> [WRITTEN INSTRUCTION] In the entries below, swap "sea" for "ocean" and keep everything else unchanged.

> [RECORDS FOR THE EXERCISE]
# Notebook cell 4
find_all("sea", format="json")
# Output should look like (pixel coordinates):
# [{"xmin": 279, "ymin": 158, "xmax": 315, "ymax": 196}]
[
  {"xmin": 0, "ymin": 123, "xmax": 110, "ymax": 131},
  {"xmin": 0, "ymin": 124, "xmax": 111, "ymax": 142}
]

> [RESULT]
# Notebook cell 4
find_all("ocean", format="json")
# Output should look like (pixel coordinates):
# [{"xmin": 279, "ymin": 158, "xmax": 315, "ymax": 196}]
[
  {"xmin": 0, "ymin": 123, "xmax": 110, "ymax": 131},
  {"xmin": 0, "ymin": 124, "xmax": 111, "ymax": 142}
]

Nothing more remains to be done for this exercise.